> [WORK TO DO] Reproduce all of the records with "Verify whether" swapped for "Check whether" and every other detail left as it is, and leave the pictures out of your answer.

> [DATASET RECORDS]
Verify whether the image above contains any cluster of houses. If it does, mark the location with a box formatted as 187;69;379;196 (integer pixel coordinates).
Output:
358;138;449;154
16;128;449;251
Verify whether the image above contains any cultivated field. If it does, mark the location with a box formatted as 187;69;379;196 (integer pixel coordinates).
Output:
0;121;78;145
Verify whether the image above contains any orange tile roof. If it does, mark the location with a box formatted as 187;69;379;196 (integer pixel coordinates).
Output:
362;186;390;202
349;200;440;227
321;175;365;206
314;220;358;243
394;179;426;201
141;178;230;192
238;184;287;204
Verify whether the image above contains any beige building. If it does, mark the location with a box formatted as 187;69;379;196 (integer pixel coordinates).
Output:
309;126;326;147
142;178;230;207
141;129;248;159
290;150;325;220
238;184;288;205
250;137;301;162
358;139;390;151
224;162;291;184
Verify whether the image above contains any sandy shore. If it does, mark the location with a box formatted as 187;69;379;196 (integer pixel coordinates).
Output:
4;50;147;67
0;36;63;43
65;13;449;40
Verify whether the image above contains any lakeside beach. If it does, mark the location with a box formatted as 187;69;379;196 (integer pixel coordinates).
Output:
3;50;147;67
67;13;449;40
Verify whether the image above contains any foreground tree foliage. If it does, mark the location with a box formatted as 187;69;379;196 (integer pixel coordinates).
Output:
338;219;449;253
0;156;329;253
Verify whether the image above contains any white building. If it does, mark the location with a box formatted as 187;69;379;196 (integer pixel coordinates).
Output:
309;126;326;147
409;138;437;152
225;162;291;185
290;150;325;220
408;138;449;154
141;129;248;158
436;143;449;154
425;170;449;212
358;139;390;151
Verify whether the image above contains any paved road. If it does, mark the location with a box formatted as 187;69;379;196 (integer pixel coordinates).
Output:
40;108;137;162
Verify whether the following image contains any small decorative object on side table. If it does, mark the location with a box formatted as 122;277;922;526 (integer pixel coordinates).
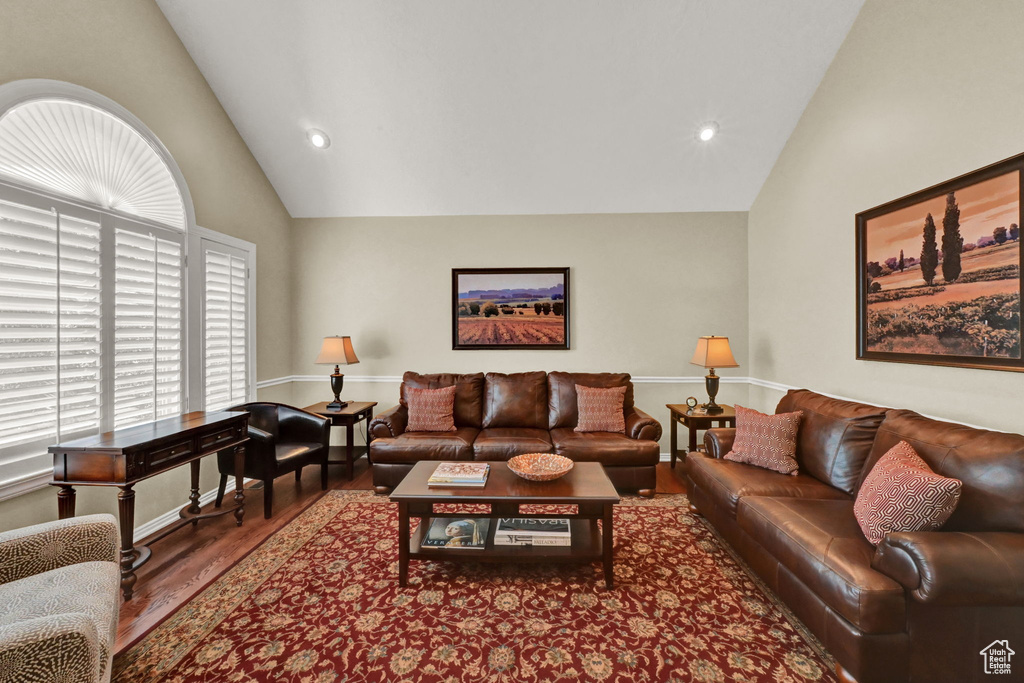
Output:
305;400;377;481
666;403;736;468
313;337;359;411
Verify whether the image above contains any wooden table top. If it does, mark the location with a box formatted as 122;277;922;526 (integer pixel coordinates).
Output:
390;461;621;505
303;400;377;417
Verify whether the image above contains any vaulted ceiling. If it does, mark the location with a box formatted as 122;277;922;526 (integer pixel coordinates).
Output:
157;0;863;217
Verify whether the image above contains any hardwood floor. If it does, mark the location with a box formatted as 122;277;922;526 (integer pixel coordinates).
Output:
115;458;686;653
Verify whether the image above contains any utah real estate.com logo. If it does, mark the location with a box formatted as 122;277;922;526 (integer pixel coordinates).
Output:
980;640;1017;674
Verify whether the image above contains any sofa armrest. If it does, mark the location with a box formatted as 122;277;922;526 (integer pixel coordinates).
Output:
705;427;736;460
0;514;118;584
0;613;100;683
370;404;409;438
626;408;662;441
871;531;1024;605
278;405;331;450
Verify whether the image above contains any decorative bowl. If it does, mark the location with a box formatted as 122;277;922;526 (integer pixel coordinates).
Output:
508;453;572;481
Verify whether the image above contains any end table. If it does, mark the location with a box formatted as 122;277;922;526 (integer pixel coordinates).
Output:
666;403;736;469
305;400;377;481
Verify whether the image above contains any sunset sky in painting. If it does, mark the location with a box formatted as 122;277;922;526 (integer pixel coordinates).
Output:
867;171;1020;263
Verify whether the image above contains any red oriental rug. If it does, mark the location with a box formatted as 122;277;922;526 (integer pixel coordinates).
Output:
114;492;836;683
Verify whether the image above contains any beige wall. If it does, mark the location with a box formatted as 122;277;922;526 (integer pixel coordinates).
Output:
749;0;1024;431
0;0;292;529
291;213;748;452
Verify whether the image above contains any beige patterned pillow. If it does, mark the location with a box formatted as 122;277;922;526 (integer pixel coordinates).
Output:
406;385;456;432
725;405;802;475
572;384;627;434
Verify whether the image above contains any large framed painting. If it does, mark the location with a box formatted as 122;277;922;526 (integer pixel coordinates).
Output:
857;155;1024;372
452;268;569;349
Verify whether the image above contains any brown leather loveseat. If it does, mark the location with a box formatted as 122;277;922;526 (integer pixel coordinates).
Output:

> [TASK ANSWER]
Check whether the image above contains any cluster of houses. If it does, mark the location with a box formatted as 187;69;379;196 (integer pixel coordinates).
Output:
358;138;449;154
16;128;449;251
Check whether the image above contains any cultivated field. If it does, mark the location with a box formatted as 187;69;379;196 (integer pixel coordinates).
Output:
0;121;78;145
Check whether the image above contains any orange tile roof. If it does, mark the location with a box formatted as 187;69;379;196 (integer pixel coordinates).
Output:
362;186;390;202
349;200;440;227
321;175;365;206
314;220;358;243
394;179;426;201
141;178;230;192
238;184;287;204
Check whether the image above contains any beige building. If it does, mark the location with a box formatted as 187;69;379;196 (integer pixel coordinates).
Output:
309;126;326;147
142;178;230;207
141;129;248;159
290;150;325;220
238;184;288;205
250;137;301;162
358;139;390;151
224;162;291;184
Check whether the image above contains any sandy shore. If it does, mark the location with a box formatted as 187;69;379;196 (integer pixel coordinates).
Output:
4;50;147;67
0;36;63;43
65;13;449;40
Check whether the image above contains any lakeside beach. If it does, mark the location with a box formatted as 187;69;379;196 (integer pixel coordinates).
Output:
3;50;147;67
67;13;449;40
Check whether the image above contains any foreground tree foliage. If it does, mark the location with a box formatted as 187;69;379;196 (integer pixel coordinates).
Output:
338;219;449;253
0;156;329;253
Check whether the image above contains any white building. If it does, mark the location with a box formatted as 187;69;379;196 (integer pixel coordinates).
Output:
309;126;326;147
409;138;437;152
225;162;291;185
290;150;325;220
408;138;449;154
141;129;248;158
436;143;449;154
425;170;449;212
358;139;390;151
Check whether the image above contains any paved road. If it does, mark the location with a box formatted as 187;69;379;196 (integer pixel coordinates).
Output:
40;108;137;162
Check whether the following image contains any small decorative object on side table. If it does, mark the location with a box formatted as 122;277;922;526 (integer pixel coordinates).
Output:
305;400;377;481
666;403;736;468
313;337;359;411
Check whether the image above contains any wooden table top. If it does, mark the location with a box formatted as 122;277;922;526 (integer pixel coordinates).
Output:
390;461;621;505
303;400;377;417
Check whether the image above contains any vaulted ceiling. If it does, mark the location with a box formatted as 122;277;922;526 (integer pixel coordinates).
Output:
157;0;863;217
Check whether the image above contains any hardwood floor. If it does, mark the location with a box formatted as 122;277;922;526 (integer pixel coordinates).
Output:
115;458;686;653
Check whether the image above contains any utah real estate.com logo. If it does, mark the location with a box formatted as 122;277;922;526 (integer pixel coordinates).
Output:
980;640;1017;674
Check whether the image above contains any sofa armrest. If it does, mark the location with a box formatted as 122;277;922;526 (integer pixel coordinates).
Output:
705;427;736;460
0;514;118;584
0;613;100;683
370;404;409;438
626;408;662;441
871;531;1024;605
278;405;331;450
Check whether the image above contains any decorative bowl. If it does, mark the location with a box formatted as 122;277;922;526 (integer pixel coordinates).
Output:
508;453;572;481
Check whether the image above contains any end table. If it does, mark the location with a box formatted as 122;277;922;526 (integer pixel coordinates).
Output:
666;403;736;469
305;400;377;481
Check whether the image above contains any sunset sky in painting. If it does, mark the location with a box formatted as 122;277;922;526 (integer pixel coordinates).
Output:
867;171;1020;263
Check whether the image above contains any red oriental rug. If it does, mark the location with a box formatted as 122;277;922;526 (integer pixel coordinates).
Output:
114;492;836;683
Check whether the image above contains any beige wall. If it does, mark the location with a box formatted as 122;277;922;526 (integer pixel coordinates).
Output:
749;0;1024;431
0;0;292;529
291;213;748;452
Check whether the image above contains any beige patterned pillow. If it does, mark the location with a box formatted as 122;277;922;526 (integer pixel coordinates).
Output:
406;385;456;432
725;405;802;475
572;384;627;434
Check whether the image above contains any large framed painting. If it does, mark the location with a box formatted as 122;277;922;526 (integer pixel coordinates).
Output:
857;155;1024;372
452;268;569;349
Check whether the image above contains any brown leather loveseat. If it does, mark the location with a box formatted as 122;277;922;526 (integer pixel coordinates).
Output:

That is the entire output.